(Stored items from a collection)

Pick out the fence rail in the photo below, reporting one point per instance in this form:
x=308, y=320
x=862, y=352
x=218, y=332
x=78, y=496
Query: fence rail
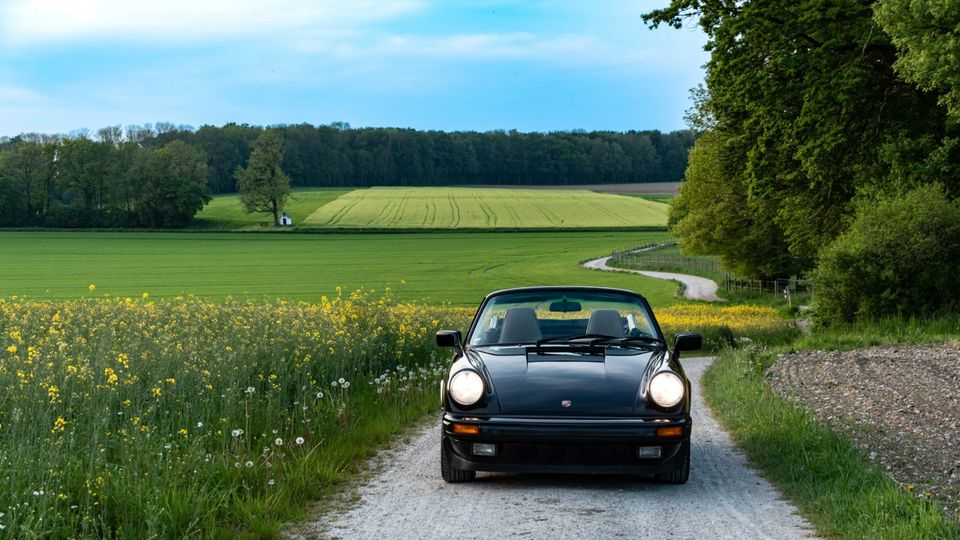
x=646, y=256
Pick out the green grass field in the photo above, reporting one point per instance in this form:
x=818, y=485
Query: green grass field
x=444, y=267
x=226, y=212
x=401, y=207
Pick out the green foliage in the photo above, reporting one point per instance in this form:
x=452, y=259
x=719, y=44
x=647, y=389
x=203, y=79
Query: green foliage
x=714, y=214
x=439, y=208
x=262, y=184
x=899, y=257
x=830, y=480
x=225, y=212
x=434, y=267
x=172, y=185
x=809, y=113
x=184, y=418
x=927, y=38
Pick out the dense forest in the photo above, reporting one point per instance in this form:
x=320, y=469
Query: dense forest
x=161, y=175
x=831, y=147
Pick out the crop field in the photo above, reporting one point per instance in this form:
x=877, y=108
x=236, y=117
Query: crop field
x=458, y=268
x=400, y=207
x=226, y=212
x=130, y=418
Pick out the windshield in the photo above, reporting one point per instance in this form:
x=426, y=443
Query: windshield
x=529, y=317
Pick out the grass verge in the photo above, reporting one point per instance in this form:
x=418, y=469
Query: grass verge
x=828, y=478
x=188, y=418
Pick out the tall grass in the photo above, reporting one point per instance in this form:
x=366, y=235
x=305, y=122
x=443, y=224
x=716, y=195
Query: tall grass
x=835, y=486
x=134, y=418
x=727, y=326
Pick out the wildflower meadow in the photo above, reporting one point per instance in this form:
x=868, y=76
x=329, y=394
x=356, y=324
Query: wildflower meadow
x=128, y=417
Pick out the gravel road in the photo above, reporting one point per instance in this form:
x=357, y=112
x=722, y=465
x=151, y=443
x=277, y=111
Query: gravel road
x=695, y=287
x=724, y=498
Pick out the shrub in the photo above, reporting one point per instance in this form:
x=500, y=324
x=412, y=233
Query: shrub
x=900, y=257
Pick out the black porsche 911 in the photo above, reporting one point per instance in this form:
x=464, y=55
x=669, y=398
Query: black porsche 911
x=566, y=379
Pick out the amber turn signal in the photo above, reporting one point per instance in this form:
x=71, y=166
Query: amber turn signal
x=670, y=431
x=466, y=429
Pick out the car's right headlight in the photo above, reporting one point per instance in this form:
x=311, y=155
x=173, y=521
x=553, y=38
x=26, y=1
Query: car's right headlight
x=466, y=387
x=666, y=389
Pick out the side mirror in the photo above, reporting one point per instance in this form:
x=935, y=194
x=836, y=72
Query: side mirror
x=450, y=338
x=687, y=342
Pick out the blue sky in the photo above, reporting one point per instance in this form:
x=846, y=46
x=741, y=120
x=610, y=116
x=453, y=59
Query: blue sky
x=426, y=64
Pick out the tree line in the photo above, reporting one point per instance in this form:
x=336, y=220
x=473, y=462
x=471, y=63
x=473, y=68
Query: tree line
x=161, y=175
x=830, y=146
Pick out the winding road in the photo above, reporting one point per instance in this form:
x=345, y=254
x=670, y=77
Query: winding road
x=695, y=287
x=724, y=498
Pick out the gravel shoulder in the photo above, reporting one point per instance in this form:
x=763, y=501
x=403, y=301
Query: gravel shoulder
x=406, y=498
x=694, y=287
x=899, y=404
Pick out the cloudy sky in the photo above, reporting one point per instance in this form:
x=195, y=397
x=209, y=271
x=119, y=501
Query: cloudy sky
x=428, y=64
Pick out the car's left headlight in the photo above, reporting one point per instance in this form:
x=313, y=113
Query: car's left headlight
x=466, y=387
x=666, y=389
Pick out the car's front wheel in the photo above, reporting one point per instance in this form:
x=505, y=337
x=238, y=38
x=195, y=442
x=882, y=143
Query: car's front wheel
x=680, y=475
x=449, y=473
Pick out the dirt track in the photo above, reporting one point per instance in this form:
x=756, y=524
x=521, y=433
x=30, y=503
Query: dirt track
x=724, y=498
x=694, y=287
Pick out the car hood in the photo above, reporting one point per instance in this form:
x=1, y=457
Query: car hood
x=594, y=385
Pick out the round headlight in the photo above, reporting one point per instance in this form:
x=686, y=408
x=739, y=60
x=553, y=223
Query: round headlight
x=666, y=389
x=466, y=387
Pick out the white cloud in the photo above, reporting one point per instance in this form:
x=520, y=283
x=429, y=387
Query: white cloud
x=177, y=21
x=19, y=94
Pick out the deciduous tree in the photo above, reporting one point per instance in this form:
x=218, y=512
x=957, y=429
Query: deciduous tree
x=263, y=185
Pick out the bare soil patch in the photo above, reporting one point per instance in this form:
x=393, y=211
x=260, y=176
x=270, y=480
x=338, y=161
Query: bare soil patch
x=646, y=188
x=899, y=404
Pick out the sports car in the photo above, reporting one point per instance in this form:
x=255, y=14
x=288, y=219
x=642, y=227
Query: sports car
x=565, y=379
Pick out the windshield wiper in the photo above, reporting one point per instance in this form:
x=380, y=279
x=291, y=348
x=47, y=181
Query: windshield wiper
x=623, y=340
x=575, y=337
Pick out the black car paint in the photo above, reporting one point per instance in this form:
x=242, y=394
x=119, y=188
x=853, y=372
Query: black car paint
x=610, y=413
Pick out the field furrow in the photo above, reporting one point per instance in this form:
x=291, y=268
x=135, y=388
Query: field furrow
x=402, y=207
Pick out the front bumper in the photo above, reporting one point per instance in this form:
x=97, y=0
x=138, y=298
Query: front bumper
x=568, y=445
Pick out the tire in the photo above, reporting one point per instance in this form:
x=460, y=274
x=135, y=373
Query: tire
x=680, y=475
x=450, y=474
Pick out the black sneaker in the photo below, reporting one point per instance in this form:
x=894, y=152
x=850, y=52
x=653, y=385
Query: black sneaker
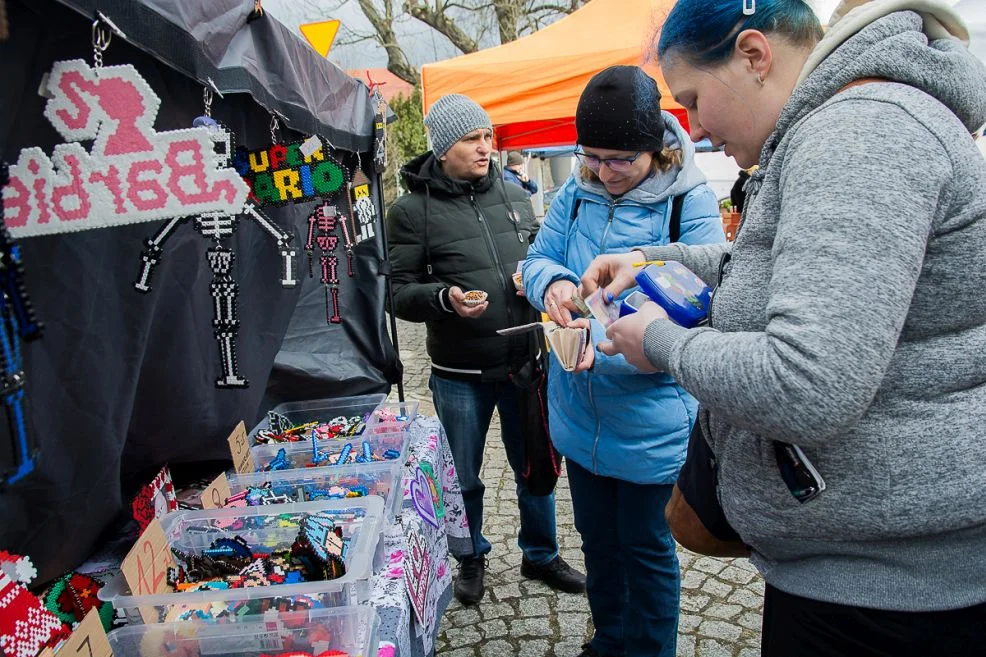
x=469, y=587
x=556, y=573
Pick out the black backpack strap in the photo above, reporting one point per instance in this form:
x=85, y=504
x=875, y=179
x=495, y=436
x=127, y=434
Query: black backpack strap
x=675, y=228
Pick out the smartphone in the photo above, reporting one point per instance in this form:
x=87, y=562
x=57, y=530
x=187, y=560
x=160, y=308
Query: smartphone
x=799, y=475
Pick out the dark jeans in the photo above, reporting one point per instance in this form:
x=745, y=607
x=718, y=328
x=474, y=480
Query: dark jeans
x=465, y=409
x=631, y=566
x=798, y=627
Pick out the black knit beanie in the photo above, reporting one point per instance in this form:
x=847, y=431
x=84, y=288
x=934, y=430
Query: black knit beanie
x=620, y=110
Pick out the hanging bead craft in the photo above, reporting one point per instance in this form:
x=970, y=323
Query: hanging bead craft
x=322, y=225
x=26, y=627
x=219, y=226
x=379, y=125
x=155, y=499
x=17, y=322
x=72, y=596
x=291, y=173
x=363, y=213
x=132, y=173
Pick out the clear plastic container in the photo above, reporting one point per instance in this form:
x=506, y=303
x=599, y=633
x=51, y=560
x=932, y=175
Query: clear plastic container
x=193, y=531
x=392, y=416
x=320, y=410
x=307, y=484
x=300, y=454
x=352, y=630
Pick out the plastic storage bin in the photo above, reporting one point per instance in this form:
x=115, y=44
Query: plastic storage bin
x=321, y=410
x=300, y=454
x=392, y=416
x=382, y=479
x=193, y=531
x=352, y=630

● Problem requirements: Copy out all of the lines above unchanged, leaving the pictures out of your answer.

● Answer:
Pick out the fence rail in the photo below, reporting one point per instance in this form:
x=308, y=320
x=862, y=352
x=218, y=332
x=78, y=496
Query: fence rail
x=646, y=256
Pick out the green grass field in the photo above, reporting one point per instance in this form:
x=818, y=485
Query: green grass field
x=444, y=267
x=226, y=212
x=401, y=207
Pick out the green foliage in the photo above, reporting one point per instance in this form:
x=452, y=259
x=719, y=44
x=647, y=389
x=203, y=79
Query: green foliage
x=714, y=214
x=439, y=208
x=262, y=184
x=899, y=257
x=830, y=480
x=225, y=212
x=434, y=267
x=172, y=185
x=809, y=113
x=184, y=418
x=927, y=38
Pick out the dense forest in the photo above, reporting one point per instance in this form:
x=320, y=469
Query: dense forest
x=161, y=175
x=831, y=147
Pick out the crop field in the photo above, reporting one point per instance in this form:
x=877, y=108
x=236, y=117
Query: crop field
x=458, y=268
x=400, y=207
x=226, y=212
x=130, y=418
Pick out the windshield in the photo above, reporting one point per instance in this form:
x=426, y=443
Query: windshield
x=529, y=317
Pick out the grass verge in the photo above, reporting one point per instance in this form:
x=418, y=469
Query: grass verge
x=828, y=478
x=188, y=418
Pick out the tall grass in the photo above, reporting one point per instance in this form:
x=366, y=235
x=305, y=122
x=443, y=224
x=716, y=195
Query: tall grass
x=835, y=486
x=134, y=418
x=727, y=326
Pick out the wildflower meadow in the photo above, reporting one point per instance in this form:
x=868, y=76
x=329, y=394
x=356, y=324
Query: wildflower meadow
x=128, y=417
Pick out the gravel road in the photo above, reporting one point per instance in this form:
x=357, y=112
x=722, y=465
x=151, y=443
x=277, y=111
Query: gravel road
x=695, y=287
x=724, y=498
Pick out the shrub in the photo above, reporting one point per instance in this form:
x=500, y=324
x=412, y=233
Query: shrub
x=900, y=257
Pick out the black porsche 911 in the photo above, reporting one point per instance in this form:
x=464, y=55
x=669, y=398
Query: black porsche 911
x=566, y=379
Pick out the amber turn signal in the photo above, reporting one point per instance in this form:
x=71, y=166
Query: amber turn signal
x=670, y=431
x=466, y=429
Pick out the car's right headlight in the photo above, reporting one point per instance in this form:
x=311, y=155
x=173, y=521
x=553, y=38
x=26, y=1
Query: car's right headlight
x=466, y=387
x=666, y=389
Pick out the side mirror in the photo above, reporting one point per instance in this form:
x=935, y=194
x=836, y=72
Query: side mirror
x=450, y=338
x=687, y=342
Pick out the blue sky in the photo above, reporting one point per instance in this form:
x=846, y=46
x=741, y=120
x=610, y=116
x=453, y=59
Query: blue sky
x=426, y=64
Pick out the tree line in the photo above, reporting one point per instance in this form:
x=336, y=220
x=473, y=462
x=471, y=63
x=473, y=68
Query: tree line
x=161, y=175
x=830, y=146
Pick out the winding road in the photo above, reporting one point per instance in this form:
x=345, y=254
x=670, y=77
Query: winding road
x=695, y=287
x=724, y=498
Pick out the gravel shoulder in the photo above, reporting one point per instance in this form:
x=763, y=501
x=403, y=301
Query: gravel shoulder
x=406, y=498
x=694, y=287
x=899, y=404
Pick out the cloudy sky in the photo above, reporting one point per instance in this form:
x=195, y=397
x=209, y=271
x=119, y=501
Query: cloudy sky
x=428, y=64
Pick out the car's left headlight in the photo above, reporting one point per instance in this form:
x=313, y=113
Query: car's left headlight
x=466, y=387
x=666, y=389
Pick out the car's front wheel in the photo above, reporting one point per instance in this form:
x=505, y=337
x=238, y=38
x=195, y=442
x=882, y=143
Query: car's front wheel
x=680, y=475
x=449, y=473
Pick out the dirt track in the photo above, reporting one point per instance in this form:
x=756, y=524
x=521, y=433
x=30, y=503
Query: dirt track
x=724, y=498
x=694, y=287
Pick out the car hood in the photo above, reporting one point per instance in this form:
x=1, y=457
Query: car hood
x=594, y=385
Pick out the round headlight in the photo above, reporting one point per instance in this form:
x=686, y=408
x=739, y=60
x=553, y=223
Query: round headlight
x=666, y=389
x=466, y=387
Pick out the white cloud in the photo above, reporting one point per instance in this form:
x=520, y=283
x=429, y=387
Query: white cloud
x=177, y=21
x=19, y=94
Pick out the deciduous tree in the photo above, reporting one point per instance in this form:
x=218, y=512
x=957, y=429
Query: deciduous tree
x=263, y=185
Pick out the bare soil patch in the photo above, reporting one point per instance in this form:
x=393, y=211
x=260, y=176
x=270, y=480
x=338, y=161
Query: bare soil patch
x=646, y=188
x=899, y=404
Pick out the sports car in the photo above, reporting one point per instance in this form:
x=255, y=14
x=288, y=219
x=642, y=227
Query: sports car
x=565, y=379
Pick out the windshield wiper in the photo above, reporting one point per instance in this form:
x=380, y=279
x=291, y=348
x=47, y=181
Query: windshield wiper
x=623, y=340
x=575, y=337
Pick out the black car paint in the photo above, reporting one point per instance in this form:
x=242, y=394
x=119, y=188
x=853, y=372
Query: black car paint
x=610, y=413
Pick out the field furrow in the photo above, reporting one point per instance in this form:
x=291, y=268
x=135, y=388
Query: field furrow
x=402, y=207
Pick out the front bumper in the photo above, reporting one point per instance in this form:
x=97, y=0
x=138, y=298
Query: front bumper
x=568, y=445
Pick out the tire in the photo above, reporting one point per instance in this form:
x=460, y=274
x=135, y=373
Query: tire
x=680, y=475
x=450, y=474
Pick out the black sneaker in the photo below, reporting one point per instance in this form:
x=894, y=152
x=850, y=52
x=653, y=385
Query: black sneaker
x=469, y=587
x=556, y=573
Pick out the black backpack strap in the photo above, reporting one point per instance in this form:
x=85, y=504
x=875, y=179
x=495, y=436
x=127, y=434
Query: black backpack strap
x=675, y=228
Pick out the smartphone in the photo above, reporting one point per instance in this form:
x=87, y=562
x=57, y=530
x=187, y=560
x=160, y=308
Query: smartphone
x=799, y=475
Pick out the dark jeans in the photo above, reporting one point per instance in this form:
x=745, y=607
x=718, y=328
x=474, y=480
Query: dark jeans
x=465, y=409
x=631, y=566
x=798, y=627
Pick out the black knit beanie in the photo above, reporting one point per instance in this form:
x=847, y=431
x=84, y=288
x=934, y=430
Query: black knit beanie
x=620, y=110
Pick out the hanging bead craft in the photo above, reporting one point per instance in this form:
x=970, y=323
Query: hanging bead craft
x=322, y=225
x=26, y=627
x=219, y=226
x=379, y=125
x=155, y=499
x=17, y=322
x=72, y=596
x=291, y=173
x=363, y=213
x=132, y=173
Pick out the clear plastic container in the photo above, reporting one point per instance in this form:
x=506, y=303
x=599, y=633
x=51, y=560
x=932, y=175
Query: clear plastic container
x=193, y=531
x=392, y=416
x=320, y=410
x=307, y=484
x=300, y=454
x=352, y=630
Pick out the plastic storage bin in the photo above, reporting one point per instance in this form:
x=115, y=44
Query: plastic storage bin
x=321, y=410
x=300, y=454
x=392, y=416
x=382, y=479
x=193, y=531
x=352, y=630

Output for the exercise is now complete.